#### TEXTO FORNECIDO:
__________________________________________________
20 Fevereiro 2015
"A religião é um fenômeno radical que a cultura dos direitos modificou, mas não modificou em sua natureza. Eis porque ela tem dificuldade de acomodar-se com a tolerância, um termo que ainda designa uma virtude fria ou uma não-virtude, precisamente porque requer que se aceite a existência daquilo que de dentro da própria fé se considera um erro", escreve Nadia Urbinati, cientista política italiana e professora da Columbia University, em artigo publicado pelo jornal La Repubblica, 18-02-2015. A tradução é de Benno Dischinger.
Eis o artigo.
Ao comentário do ataque criminoso dos extremistas islâmicos aos chargistas e aos jornalistas de Charlie Hebdo, o intelectual francês Abdenour Bidar, em sua “carta aberta ao mundo islâmico”, escreveu que os intelectuais ocidentais parecem ter perdido a capacidade de compreender o fenômeno religioso. Para muitos deles a religião é um sinal que existe para algo diverso: a narrativa que substitui as ideologias políticas decaídas; o meio para mostrar contrariedade a leis e sistemas políticos; a arma para denunciar a discriminação, a marginalidade, a exclusão.
Certamente, a religião exerce e exerceu todas estas funções. De resto, precisamente pela sua capacidade de remover o medo e comandar a obediência, a ela se dirigiram fundadores de Estados e seus conselheiros para induzir homens e mulheres a fazerem coisas que de outro modo jamais teriam tido a coragem de fazer. Explica Maquiavel que somente quando os romanos foram levados sentir medo da punição divina os seus chefes militares conseguiram impor o comando supremo nos campos de batalha, porque o medo de Deus superava aquele da morte. De resto, o uso político da religião tem sentido porque somente quem a usa e move conhece seu poder tremendo e trágico, que vai além da vida e da morte.
__________________________________________________
#### LISTAGEM:
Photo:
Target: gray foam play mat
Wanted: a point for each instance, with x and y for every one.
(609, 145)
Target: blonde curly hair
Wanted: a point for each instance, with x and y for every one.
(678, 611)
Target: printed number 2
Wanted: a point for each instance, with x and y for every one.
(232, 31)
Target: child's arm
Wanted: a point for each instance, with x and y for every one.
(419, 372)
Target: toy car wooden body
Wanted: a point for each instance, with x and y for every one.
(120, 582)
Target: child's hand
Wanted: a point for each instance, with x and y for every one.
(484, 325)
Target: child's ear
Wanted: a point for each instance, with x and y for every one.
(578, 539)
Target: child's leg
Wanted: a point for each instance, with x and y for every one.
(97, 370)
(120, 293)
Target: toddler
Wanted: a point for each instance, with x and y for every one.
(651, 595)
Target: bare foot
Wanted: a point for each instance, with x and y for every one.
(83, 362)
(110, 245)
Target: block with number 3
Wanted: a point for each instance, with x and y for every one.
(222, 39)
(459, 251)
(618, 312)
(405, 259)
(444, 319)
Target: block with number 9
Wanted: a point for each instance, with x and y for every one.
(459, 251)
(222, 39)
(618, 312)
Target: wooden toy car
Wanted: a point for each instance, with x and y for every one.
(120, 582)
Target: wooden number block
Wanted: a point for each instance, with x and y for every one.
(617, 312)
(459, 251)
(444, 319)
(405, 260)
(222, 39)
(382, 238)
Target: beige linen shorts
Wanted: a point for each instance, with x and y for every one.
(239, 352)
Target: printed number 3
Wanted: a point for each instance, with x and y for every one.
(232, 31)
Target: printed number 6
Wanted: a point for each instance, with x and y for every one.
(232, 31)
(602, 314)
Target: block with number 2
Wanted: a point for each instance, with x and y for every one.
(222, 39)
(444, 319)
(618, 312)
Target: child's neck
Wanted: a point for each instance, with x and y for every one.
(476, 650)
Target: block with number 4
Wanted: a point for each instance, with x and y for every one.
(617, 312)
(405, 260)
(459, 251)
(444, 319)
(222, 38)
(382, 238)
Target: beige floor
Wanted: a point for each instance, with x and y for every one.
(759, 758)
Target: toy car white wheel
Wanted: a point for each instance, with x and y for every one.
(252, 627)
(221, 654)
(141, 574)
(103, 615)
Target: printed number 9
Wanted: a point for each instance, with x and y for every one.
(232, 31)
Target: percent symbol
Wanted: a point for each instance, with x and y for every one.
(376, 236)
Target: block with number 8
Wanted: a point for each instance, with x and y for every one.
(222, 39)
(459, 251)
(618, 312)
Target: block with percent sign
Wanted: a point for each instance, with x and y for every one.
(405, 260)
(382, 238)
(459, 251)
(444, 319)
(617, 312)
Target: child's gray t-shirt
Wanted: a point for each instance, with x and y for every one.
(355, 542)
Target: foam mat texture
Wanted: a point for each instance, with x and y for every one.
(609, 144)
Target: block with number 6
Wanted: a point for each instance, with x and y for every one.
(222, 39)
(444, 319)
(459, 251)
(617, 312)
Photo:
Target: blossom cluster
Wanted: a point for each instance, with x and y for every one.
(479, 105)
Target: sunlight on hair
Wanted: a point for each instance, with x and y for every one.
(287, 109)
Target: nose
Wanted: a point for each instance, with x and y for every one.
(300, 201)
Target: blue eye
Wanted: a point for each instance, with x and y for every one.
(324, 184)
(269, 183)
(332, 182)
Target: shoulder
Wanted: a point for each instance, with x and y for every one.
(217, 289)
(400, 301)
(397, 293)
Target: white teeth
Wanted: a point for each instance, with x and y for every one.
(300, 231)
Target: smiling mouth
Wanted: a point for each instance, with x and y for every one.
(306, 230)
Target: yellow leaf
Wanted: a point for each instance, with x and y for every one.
__________________________________________________
#### TAREFA:
No texto sobre religião e tolerância, reproduza o trecho que vai de "20 Fevereiro 2015" até "de Benno Dischinger.", inclusive, renomeando "La Repubblica" para "Corriere della Sera". A listagem não é necessária para esta atividade.

#### RESULTADO:
20 Fevereiro 2015
"A religião é um fenômeno radical que a cultura dos direitos modificou, mas não modificou em sua natureza. Eis porque ela tem dificuldade de acomodar-se com a tolerância, um termo que ainda designa uma virtude fria ou uma não-virtude, precisamente porque requer que se aceite a existência daquilo que de dentro da própria fé se considera um erro", escreve Nadia Urbinati, cientista política italiana e professora da Columbia University, em artigo publicado pelo jornal Corriere della Sera, 18-02-2015. A tradução é de Benno Dischinger.